ABOUT THIS TASK: Starting at the top of the records below and ending with the line that contains "Where can the roadside", print each line exactly as written, skipping the pictures.

Image point grounding data:
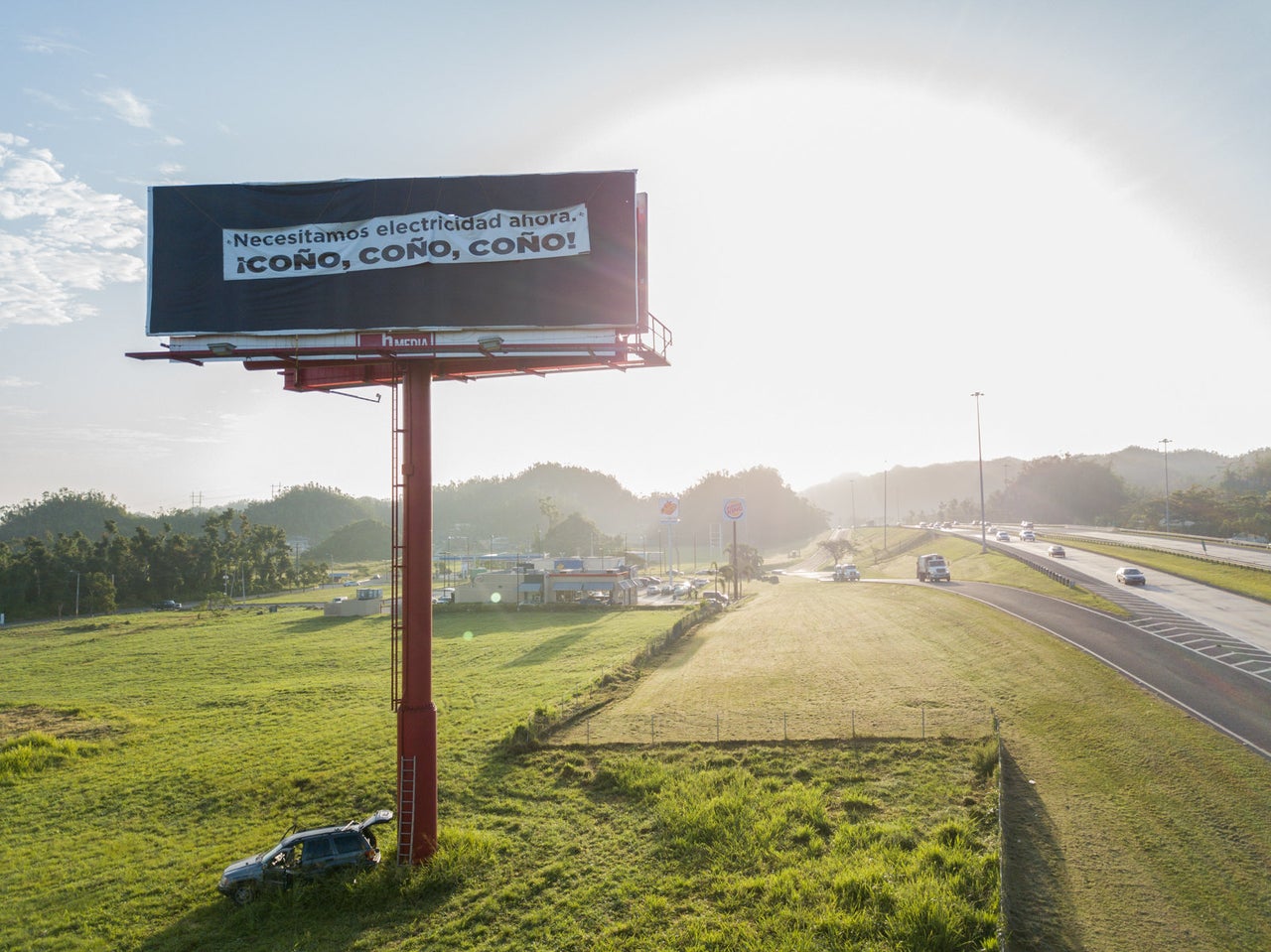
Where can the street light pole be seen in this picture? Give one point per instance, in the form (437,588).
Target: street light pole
(979,448)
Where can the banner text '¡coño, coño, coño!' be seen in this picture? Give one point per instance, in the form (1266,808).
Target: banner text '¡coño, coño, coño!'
(356,245)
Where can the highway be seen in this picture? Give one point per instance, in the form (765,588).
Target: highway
(1201,648)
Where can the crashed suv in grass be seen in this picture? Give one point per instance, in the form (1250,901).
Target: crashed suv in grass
(303,856)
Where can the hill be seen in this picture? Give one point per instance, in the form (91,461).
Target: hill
(516,512)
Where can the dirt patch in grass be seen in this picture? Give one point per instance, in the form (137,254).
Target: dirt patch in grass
(35,719)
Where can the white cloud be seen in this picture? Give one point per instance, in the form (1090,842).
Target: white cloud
(125,105)
(59,238)
(48,46)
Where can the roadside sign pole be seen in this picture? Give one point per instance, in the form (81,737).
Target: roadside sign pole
(417,713)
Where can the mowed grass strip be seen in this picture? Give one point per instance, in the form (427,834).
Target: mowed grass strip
(1129,823)
(1140,828)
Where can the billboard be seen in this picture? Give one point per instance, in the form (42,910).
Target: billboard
(554,250)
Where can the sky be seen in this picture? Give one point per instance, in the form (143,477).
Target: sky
(861,213)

ANSWER TO THIS PROBLEM:
Where can the street light pole be seen in this picture? Give one point per instance, in the form (437,588).
Target: street light pole
(979,448)
Where can the banner text '¡coño, coño, coño!' be seen in this picture? Give one point per instance, in the form (1266,808).
Target: banner text '¡coño, coño, coño!'
(356,245)
Where can the highway be seen in this picture? Give one point per instance, in the form (765,588).
Target: highway
(1201,648)
Where can the crashed suv in grass be seen in this picture? Give one point per instance, in the form (1250,901).
Target: crashed suv in grass
(303,856)
Where can the hill be seen in this picture? Give one point per instance, in the form (91,461).
Target: hill
(516,512)
Where can the dirt patch in grass be seen in this picture? Give one point per instance, in the form (137,254).
Target: dirt patch in grass
(35,719)
Where can the white cloud be seen in this picture? Give one point per instance, in the form (1090,842).
Target: white cloud
(125,105)
(59,238)
(48,46)
Where can the roadside sign pole be seen in this picture? Give one point per instance, in the form (81,737).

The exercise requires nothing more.